##### PROVIDED DATA #####
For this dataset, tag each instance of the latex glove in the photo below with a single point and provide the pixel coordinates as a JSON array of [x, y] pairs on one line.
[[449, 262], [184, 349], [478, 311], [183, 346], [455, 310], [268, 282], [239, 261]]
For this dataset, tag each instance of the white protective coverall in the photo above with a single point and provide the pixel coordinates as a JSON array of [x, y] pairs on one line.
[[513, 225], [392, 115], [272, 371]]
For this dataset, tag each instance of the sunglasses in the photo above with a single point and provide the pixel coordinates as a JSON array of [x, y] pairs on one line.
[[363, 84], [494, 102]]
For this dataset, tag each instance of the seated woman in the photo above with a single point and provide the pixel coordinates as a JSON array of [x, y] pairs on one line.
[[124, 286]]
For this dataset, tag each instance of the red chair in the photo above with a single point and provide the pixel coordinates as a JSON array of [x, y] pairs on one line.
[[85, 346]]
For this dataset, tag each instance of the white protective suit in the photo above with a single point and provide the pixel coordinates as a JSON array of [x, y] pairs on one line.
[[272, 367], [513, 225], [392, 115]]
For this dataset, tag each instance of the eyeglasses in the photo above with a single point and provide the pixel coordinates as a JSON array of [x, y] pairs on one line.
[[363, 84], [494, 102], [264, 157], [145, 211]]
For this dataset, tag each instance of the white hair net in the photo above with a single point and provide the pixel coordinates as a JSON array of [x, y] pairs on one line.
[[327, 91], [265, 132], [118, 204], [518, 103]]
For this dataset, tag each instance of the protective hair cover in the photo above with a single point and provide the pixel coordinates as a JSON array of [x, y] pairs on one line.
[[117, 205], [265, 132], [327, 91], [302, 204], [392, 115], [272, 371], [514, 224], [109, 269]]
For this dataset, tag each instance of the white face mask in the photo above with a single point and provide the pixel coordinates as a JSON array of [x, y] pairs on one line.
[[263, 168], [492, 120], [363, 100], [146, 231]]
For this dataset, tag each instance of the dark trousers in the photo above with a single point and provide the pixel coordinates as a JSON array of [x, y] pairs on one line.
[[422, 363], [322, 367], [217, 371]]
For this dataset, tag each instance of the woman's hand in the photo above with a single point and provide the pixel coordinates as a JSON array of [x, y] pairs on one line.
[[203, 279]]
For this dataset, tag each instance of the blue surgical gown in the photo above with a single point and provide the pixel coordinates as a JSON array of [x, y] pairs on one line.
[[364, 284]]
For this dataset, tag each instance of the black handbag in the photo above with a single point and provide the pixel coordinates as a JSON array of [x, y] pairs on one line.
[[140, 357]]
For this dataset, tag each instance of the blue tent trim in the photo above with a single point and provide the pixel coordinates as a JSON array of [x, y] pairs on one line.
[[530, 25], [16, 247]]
#####
_WHAT THE EXERCISE ASKS:_
Convert the lines above into a JSON list of strings, one string per line, and leave out any blank lines.

_RESPONSE TO THIS TASK:_
[
  "For this dataset, tag each instance of the latex glove in the photo below with a single point and provide the pixel coordinates as a JSON array of [x, y] pairs on one line.",
  "[[449, 262], [184, 349], [478, 311], [183, 346], [455, 310], [268, 282], [239, 261]]",
  "For this dataset, tag each instance of the white protective coverall in the photo above with a single point and provide the pixel coordinates as a JSON array of [x, y] pairs on one line.",
  "[[513, 225], [392, 115], [272, 371]]",
  "For this dataset, tag each instance of the sunglasses in the photo above with a single point and provide the pixel coordinates as a JSON array of [x, y] pairs on one line.",
  "[[363, 84], [494, 102]]",
  "For this dataset, tag each instance of the seated woman in the photo above with a single point and provide the pixel coordinates as a JSON array of [x, y] pairs on one line.",
  "[[124, 286]]",
  "For this dataset, tag each instance of the red chair in the photo above with a single point and provide the pixel coordinates as a JSON array of [x, y] pairs on one line.",
  "[[85, 346]]",
  "For this dataset, tag each instance of the white protective suit in the photo above with a single point and provide the pixel coordinates as a JSON array of [x, y] pairs on one line.",
  "[[272, 367], [513, 225], [392, 115]]",
  "For this dataset, tag each instance of the eyeglasses in the photo above with a single point and provide the pixel coordinates as a JSON array of [x, y] pairs on one line.",
  "[[363, 84], [494, 102], [264, 157], [145, 211]]",
  "For this dataset, tag each instance of the white hair net in the photo above with a single point and provide the pixel coordinates as a JSON array of [x, y] pairs on one line.",
  "[[327, 91], [265, 132], [118, 204], [518, 103]]",
  "For this dataset, tag each instance of the protective hair cover in the photo above with a single point and provide the pixel coordinates as a JSON array of [x, y] pairs on one line.",
  "[[117, 205], [265, 132], [327, 91], [302, 204], [392, 115], [272, 371], [514, 224], [109, 269]]",
  "For this dataset, tag each instance of the white face mask in the photo above with a single point and provide the pixel coordinates as a JSON array of [x, y] pairs on one line.",
  "[[263, 168], [492, 120], [363, 100], [146, 231]]",
  "For this dataset, tag each instance of the dark trousers in the photo above with a single point and provide the pixel coordinates as a JSON array of [x, y] pairs on one line.",
  "[[422, 363], [322, 367], [217, 371]]",
  "For this dataset, tag each instance of the woman's hand in the photo above with a single point and provide the pixel coordinates as a JSON array of [x, y] pairs on one line.",
  "[[203, 279]]",
  "For this dataset, tag each instance of the blue surgical gown in the photo above with a single point and provide the pixel coordinates as a JSON array of [x, y] pairs on one line.",
  "[[364, 284]]",
  "For this dataset, tag each instance of the black handbag in the photo above with a single point and provide the pixel coordinates as a JSON array of [x, y] pairs on one line.",
  "[[140, 357]]",
  "For this dataset, tag each instance of the blue tent trim in the photo above with a single point and provide the pixel coordinates as a JSON array of [x, y] pairs on one line.",
  "[[530, 25], [16, 247]]"
]